Text provided:

start

If your files aren't in these directories or don't have these names, then the first thing to do is to create any missing directories and copy the files into place with the correct names.

Preparation

Note - if you read the whole of the preparation section before typing any commands you may save yourself some time and some typing.

Within your working directory (e.g. ~/design/ams/ams_demo), create a new sub-directory for the place and route files and change to the new directory:

    mkdir place_and_route
    cd place_and_route

    ams_edis -tech c35 \
      -vn <topcell>.v -vt <topcell> \
      -metlay thin4M \
      -corelib CORELIB \
      -corevolt _3.3V \
      -corevolt_wc _3.3V \
      -corevolt_bc _3.3V \
      -iolib IOLIB \
      -iovolt _3.3V \
      -iovolt_wc _3.3V \
      -iovolt_bc _3.3V \
      -ediver EDI13.1ISR4

    ln -s ../../gate_level/<topcell>.v VERILOG/<topcell>.v
    ln -s ../../constraints/<topcell>.sdc CONSTRAINTS/<topcell>_func.sdc
    ln -s ../../constraints/<topcell>.sdc CONSTRAINTS/<topcell>_test.sdc

Note that the AMS scripts expect separate constraints files for functional mode (<topcell>_func.sdc) and test mode (<topcell>_test.sdc). This might allow us to specify tight timing constraints for the functional mode and looser constraints (e.g. a slower clock speed) for the test mode. For this walkthrogh we have generated only one set of timing constraints, so we link both of the expected files to the single constraints file (design.sdc).

end

Given task:
Repeat word for word the part of the place-and-route setup text that begins at the words "Note that the" and stops after "constraints file (design.sdc).". The records play no part in this exercise.

Records supplied:
start

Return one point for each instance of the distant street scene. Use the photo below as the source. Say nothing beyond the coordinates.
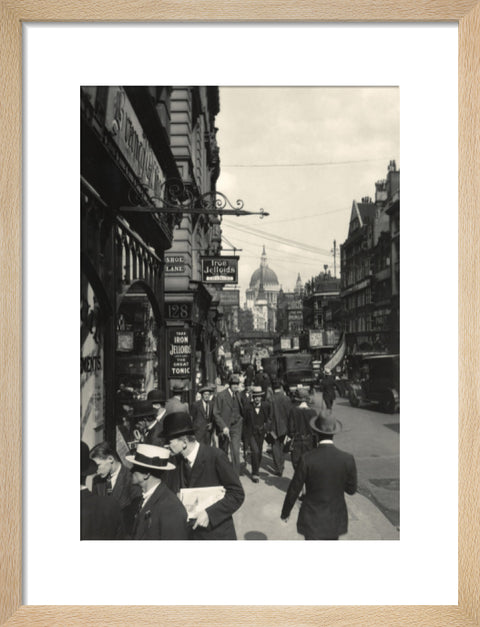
(240, 313)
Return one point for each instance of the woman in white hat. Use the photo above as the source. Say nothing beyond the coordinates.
(161, 516)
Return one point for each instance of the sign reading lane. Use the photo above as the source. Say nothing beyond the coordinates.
(220, 269)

end

Exercise solution:
Note that the AMS scripts expect separate constraints files for functional mode (<topcell>_func.sdc) and test mode (<topcell>_test.sdc). This might allow us to specify tight timing constraints for the functional mode and looser constraints (e.g. a slower clock speed) for the test mode. For this walkthrogh we have generated only one set of timing constraints, so we link both of the expected files to the single constraints file (design.sdc).